**Given instruction**
Copy out the entries below that open with the line containing "Objective — one dot per instance of the water" and close with the line containing "[[485, 285]]", both lines included, with the request lines kept as they are. In each answer, add 79 to every x and y coordinate.

..............................

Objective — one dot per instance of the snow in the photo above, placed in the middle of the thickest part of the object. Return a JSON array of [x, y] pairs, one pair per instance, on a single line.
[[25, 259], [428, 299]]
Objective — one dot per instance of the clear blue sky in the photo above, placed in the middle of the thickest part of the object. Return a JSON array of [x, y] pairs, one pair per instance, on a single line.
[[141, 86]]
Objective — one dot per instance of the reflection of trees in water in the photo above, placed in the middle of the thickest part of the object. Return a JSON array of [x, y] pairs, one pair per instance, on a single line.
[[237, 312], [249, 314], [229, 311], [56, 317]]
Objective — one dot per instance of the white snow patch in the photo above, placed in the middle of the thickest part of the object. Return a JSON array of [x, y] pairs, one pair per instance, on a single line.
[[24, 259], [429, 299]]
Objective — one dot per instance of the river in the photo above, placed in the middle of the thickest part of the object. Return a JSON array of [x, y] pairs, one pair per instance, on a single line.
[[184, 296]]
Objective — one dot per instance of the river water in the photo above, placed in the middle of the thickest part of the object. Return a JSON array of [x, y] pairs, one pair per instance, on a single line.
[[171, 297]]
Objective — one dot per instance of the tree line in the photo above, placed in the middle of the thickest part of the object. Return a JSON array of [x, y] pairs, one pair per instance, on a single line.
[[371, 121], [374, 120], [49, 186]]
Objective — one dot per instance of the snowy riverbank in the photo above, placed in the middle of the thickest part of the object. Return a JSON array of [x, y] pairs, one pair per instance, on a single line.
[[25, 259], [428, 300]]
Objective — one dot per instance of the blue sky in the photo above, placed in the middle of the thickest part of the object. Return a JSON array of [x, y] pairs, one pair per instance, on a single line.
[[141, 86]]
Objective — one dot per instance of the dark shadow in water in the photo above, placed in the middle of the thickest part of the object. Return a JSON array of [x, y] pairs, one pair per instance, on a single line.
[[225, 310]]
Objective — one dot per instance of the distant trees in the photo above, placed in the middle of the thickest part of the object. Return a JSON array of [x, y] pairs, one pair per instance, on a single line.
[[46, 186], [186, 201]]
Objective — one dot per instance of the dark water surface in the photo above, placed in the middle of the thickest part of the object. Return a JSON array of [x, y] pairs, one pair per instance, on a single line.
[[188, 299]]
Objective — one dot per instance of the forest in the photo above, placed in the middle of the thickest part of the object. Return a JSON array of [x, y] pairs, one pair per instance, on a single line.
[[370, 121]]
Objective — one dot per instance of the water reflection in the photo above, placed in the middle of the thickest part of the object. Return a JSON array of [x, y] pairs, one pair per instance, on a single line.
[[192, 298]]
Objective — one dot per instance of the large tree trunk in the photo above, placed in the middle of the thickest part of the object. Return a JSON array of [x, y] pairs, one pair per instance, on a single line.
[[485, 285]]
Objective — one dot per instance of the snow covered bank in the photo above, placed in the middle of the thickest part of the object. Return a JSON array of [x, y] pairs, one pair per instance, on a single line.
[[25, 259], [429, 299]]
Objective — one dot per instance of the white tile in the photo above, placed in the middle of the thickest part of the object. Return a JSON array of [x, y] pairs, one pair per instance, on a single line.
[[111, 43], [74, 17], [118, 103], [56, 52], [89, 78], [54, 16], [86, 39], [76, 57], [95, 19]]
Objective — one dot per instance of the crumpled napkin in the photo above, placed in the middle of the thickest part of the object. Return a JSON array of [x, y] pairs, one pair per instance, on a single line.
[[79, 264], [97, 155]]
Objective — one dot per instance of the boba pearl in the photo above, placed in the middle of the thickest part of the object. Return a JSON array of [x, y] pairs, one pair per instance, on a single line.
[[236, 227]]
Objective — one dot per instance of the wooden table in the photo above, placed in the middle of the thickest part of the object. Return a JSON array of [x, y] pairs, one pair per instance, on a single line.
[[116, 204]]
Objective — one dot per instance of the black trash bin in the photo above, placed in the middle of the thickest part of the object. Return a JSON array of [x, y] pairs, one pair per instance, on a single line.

..............................

**Answer to this problem**
Objective — one dot per instance of the water reflection in the photo above, placed in the middle of the thickest part of the object. Return a JSON array of [x, y] pairs, one pair per instance, on a single line.
[[271, 377]]
Objective — one dot per instance of the large tree trunk in the photo above, placed in the middle of the thickest part of the object. Return a JSON array of [x, y] pairs, one pair per instance, on a single line.
[[564, 364]]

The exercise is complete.